> **Written instruction**: Reproduce the line that holds "the police officer shown in the photo above." together with all the lines after it up to the end of the entries.

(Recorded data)
-=-=-=-=-
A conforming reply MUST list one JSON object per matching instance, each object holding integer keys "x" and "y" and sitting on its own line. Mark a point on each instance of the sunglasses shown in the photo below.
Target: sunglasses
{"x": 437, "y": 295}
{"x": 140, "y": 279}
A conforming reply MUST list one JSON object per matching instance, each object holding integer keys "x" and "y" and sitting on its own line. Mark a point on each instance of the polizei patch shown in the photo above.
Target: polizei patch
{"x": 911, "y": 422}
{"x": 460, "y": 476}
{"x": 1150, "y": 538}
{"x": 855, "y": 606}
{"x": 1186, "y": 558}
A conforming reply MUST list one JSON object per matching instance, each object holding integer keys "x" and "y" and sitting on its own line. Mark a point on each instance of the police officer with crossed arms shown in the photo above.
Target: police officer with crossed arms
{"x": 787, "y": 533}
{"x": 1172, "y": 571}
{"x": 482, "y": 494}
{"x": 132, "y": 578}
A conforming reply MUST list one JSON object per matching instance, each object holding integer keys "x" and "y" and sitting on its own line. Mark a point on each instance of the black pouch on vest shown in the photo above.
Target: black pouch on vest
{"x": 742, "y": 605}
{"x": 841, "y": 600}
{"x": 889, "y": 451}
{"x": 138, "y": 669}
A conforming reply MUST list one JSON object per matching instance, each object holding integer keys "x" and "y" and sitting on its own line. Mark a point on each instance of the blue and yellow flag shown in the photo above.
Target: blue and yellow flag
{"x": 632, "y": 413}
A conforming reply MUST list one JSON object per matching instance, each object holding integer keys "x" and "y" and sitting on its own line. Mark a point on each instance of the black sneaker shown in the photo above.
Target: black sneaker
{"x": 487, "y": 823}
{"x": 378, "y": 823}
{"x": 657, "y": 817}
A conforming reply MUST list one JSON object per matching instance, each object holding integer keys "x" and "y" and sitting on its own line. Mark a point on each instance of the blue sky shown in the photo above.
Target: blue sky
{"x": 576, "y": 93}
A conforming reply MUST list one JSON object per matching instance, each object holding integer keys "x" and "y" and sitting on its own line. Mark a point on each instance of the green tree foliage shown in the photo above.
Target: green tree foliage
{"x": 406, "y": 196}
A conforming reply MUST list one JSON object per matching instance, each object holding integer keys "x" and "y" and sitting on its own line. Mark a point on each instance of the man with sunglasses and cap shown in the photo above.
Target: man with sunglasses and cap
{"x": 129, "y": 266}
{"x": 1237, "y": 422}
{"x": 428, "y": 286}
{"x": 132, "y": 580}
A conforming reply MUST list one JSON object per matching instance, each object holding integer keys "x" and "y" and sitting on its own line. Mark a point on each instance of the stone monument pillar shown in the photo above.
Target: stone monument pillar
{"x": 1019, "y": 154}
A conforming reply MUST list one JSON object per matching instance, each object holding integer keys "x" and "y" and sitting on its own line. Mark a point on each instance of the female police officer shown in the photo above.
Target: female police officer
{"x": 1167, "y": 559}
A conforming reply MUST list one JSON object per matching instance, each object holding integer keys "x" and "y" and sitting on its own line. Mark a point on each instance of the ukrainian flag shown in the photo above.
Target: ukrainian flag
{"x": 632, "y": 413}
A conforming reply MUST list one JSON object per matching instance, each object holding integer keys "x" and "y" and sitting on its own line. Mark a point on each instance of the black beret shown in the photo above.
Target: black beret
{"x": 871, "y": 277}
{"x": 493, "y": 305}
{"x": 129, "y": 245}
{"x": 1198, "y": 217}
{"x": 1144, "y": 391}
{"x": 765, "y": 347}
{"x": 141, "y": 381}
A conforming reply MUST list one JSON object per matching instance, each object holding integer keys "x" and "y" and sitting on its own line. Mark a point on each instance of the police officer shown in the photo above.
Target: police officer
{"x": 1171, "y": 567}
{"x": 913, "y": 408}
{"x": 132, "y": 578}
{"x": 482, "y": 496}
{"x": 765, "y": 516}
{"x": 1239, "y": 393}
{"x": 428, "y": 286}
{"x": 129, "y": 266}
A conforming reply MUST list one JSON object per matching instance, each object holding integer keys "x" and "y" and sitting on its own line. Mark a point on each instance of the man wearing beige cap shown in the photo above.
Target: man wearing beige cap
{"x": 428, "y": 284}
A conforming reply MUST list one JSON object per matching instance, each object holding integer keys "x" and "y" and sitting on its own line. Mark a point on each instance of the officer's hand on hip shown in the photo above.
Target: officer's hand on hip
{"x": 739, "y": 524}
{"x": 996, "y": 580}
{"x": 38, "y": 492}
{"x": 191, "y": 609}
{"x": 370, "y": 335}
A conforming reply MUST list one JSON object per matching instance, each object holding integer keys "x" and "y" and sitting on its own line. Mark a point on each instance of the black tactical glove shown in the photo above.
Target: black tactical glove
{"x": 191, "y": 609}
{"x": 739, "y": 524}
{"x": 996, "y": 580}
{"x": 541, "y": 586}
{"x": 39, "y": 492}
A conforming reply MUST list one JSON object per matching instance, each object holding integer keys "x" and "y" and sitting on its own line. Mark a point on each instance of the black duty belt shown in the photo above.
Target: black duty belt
-=-=-=-=-
> **Expected answer**:
A conforming reply MUST list one JSON object per matching instance, each object holding integer keys "x" and "y" and sitting on its own line. Mark a point on each instance of the police officer shown in the photo above.
Target: police officer
{"x": 1171, "y": 567}
{"x": 913, "y": 408}
{"x": 132, "y": 578}
{"x": 482, "y": 496}
{"x": 765, "y": 516}
{"x": 1239, "y": 393}
{"x": 428, "y": 286}
{"x": 129, "y": 266}
A conforming reply MUST list one JSON object per matching instance, each object holding integer keys "x" and "y" and sitting on its own line. Mark a point on each instance of the man wearing beige cap shown in the photo above.
Target: man wearing beige cap
{"x": 428, "y": 284}
A conforming reply MUST list one JSON object per matching instance, each object holding integer keys "x" and "y" and sitting on its own line. Mark a point on each instance of the officer's hand on hip shown in the photo above.
Target: officer's hand on hip
{"x": 739, "y": 524}
{"x": 996, "y": 580}
{"x": 38, "y": 492}
{"x": 191, "y": 609}
{"x": 370, "y": 335}
A conforming reply MUST list one JSON object per matching instance, each object holding integer keys "x" and "y" and sitting on its own line. Mark a point on each instance of the black tactical glove shown in the photo above.
Target: black tactical glove
{"x": 191, "y": 609}
{"x": 739, "y": 524}
{"x": 996, "y": 580}
{"x": 541, "y": 586}
{"x": 39, "y": 492}
A conforming reply MUST list one JSON object per matching instance, each object holding integer keys "x" and "y" and sitting on its own line. Mark a point on each instance of the black duty belt shown in the photo above.
Target: black duty belt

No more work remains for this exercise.